→ **Exercise requirements**
Tally the lines in the entries below that contain the string "yellow". Reply with the number alone.

→ **The records**
========================================================================
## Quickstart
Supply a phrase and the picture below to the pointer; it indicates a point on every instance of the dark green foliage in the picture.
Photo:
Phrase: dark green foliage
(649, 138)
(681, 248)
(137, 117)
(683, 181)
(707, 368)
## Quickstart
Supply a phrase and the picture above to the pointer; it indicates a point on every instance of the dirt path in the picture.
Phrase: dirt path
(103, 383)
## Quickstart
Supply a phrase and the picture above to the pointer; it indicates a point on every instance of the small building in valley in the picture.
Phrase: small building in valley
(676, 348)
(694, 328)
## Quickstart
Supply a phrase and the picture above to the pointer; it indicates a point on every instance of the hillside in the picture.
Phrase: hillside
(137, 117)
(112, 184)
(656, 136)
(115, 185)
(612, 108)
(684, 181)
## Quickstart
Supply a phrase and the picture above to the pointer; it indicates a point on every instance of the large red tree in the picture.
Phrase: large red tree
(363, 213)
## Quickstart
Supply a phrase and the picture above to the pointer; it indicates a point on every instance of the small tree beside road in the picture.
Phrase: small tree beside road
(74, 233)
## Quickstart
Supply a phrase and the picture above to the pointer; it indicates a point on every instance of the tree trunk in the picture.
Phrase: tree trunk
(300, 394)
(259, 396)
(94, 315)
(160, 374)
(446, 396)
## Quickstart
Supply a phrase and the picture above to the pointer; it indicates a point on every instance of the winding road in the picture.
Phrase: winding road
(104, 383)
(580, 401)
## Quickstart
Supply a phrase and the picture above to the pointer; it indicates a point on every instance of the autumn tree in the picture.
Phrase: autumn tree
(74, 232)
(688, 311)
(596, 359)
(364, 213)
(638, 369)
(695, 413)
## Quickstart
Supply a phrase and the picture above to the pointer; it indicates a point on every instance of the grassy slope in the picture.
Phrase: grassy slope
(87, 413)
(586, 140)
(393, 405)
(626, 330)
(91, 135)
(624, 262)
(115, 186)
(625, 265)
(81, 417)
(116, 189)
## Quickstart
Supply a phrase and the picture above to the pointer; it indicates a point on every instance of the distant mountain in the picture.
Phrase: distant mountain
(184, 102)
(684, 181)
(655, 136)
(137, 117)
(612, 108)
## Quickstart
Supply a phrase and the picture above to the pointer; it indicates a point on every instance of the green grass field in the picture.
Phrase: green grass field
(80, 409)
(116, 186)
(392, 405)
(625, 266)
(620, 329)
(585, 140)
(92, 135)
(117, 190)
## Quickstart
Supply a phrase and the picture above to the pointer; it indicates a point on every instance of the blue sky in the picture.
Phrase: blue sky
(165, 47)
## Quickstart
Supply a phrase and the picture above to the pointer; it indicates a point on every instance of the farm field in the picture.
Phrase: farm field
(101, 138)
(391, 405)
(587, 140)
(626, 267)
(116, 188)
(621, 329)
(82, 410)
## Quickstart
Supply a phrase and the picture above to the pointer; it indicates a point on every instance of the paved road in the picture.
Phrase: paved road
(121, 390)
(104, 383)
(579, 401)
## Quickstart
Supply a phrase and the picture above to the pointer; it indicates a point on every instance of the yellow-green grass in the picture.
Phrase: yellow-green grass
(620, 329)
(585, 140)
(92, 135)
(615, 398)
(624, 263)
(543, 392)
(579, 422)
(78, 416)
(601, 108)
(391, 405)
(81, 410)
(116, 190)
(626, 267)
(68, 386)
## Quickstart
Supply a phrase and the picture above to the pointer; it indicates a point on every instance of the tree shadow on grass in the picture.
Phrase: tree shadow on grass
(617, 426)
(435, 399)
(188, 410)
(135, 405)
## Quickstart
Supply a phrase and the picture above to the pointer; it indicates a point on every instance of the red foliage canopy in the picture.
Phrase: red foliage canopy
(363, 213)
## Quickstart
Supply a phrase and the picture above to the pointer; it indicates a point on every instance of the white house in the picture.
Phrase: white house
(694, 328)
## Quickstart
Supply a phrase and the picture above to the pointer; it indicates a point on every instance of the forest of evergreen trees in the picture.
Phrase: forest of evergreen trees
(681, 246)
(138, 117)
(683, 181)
========================================================================
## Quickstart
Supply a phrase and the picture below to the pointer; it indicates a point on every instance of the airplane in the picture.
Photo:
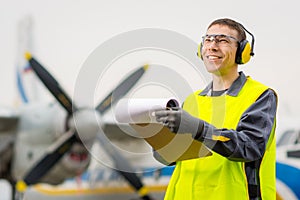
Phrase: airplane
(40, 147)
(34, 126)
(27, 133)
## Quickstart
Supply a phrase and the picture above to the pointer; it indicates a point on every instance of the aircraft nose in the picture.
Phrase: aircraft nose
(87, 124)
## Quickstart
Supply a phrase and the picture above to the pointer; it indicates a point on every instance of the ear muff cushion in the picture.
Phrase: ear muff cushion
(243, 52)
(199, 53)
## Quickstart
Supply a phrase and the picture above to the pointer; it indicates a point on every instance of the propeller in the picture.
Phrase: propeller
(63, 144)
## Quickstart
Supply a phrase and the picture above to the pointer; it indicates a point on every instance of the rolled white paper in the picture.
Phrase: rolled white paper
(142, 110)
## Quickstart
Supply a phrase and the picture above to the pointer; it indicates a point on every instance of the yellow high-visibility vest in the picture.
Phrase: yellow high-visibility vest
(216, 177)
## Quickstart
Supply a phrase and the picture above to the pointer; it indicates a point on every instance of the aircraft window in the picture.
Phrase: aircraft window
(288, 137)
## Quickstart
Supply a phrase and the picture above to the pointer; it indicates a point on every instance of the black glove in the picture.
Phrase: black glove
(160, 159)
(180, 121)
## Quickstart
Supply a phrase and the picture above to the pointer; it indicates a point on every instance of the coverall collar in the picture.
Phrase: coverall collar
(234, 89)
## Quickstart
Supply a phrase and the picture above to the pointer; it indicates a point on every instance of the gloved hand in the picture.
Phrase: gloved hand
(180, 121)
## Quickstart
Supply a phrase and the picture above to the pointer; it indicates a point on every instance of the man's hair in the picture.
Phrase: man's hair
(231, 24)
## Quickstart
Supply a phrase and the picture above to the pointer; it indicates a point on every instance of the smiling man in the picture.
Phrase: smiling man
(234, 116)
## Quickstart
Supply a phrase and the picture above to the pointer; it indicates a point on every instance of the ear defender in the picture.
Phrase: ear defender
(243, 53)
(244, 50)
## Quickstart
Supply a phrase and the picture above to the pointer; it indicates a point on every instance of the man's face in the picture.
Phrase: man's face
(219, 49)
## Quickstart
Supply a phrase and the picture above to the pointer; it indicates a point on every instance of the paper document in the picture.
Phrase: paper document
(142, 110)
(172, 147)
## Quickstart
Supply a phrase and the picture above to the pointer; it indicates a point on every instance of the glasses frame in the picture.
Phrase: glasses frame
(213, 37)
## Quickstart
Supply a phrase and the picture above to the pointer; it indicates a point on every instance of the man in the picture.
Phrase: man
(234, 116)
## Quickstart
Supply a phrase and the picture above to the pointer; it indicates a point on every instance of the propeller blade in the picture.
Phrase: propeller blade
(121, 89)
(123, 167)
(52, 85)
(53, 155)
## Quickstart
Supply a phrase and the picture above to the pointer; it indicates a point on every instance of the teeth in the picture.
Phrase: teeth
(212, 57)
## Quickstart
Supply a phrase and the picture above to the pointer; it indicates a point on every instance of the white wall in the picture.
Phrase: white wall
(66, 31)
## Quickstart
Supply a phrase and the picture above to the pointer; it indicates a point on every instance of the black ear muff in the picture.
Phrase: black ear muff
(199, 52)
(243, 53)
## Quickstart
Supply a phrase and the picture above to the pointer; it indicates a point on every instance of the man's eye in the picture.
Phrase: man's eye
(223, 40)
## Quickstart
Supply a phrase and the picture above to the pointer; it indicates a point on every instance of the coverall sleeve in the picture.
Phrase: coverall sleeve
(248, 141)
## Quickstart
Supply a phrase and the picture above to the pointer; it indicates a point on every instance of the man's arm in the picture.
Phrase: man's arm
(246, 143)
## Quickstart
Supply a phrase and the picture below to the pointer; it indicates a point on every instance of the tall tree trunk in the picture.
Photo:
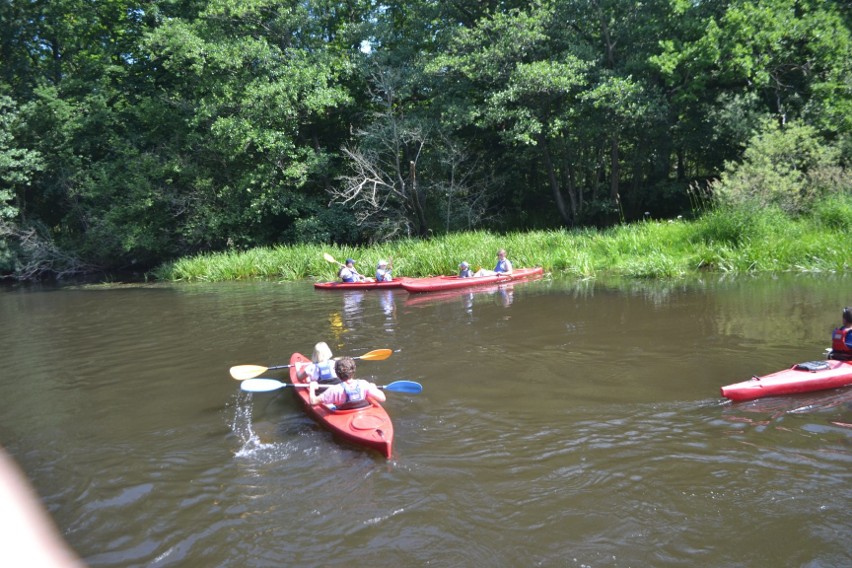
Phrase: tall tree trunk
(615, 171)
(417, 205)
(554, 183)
========================================================================
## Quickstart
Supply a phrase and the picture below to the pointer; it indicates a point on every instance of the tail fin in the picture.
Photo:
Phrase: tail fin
========================================================================
→ **The answer**
4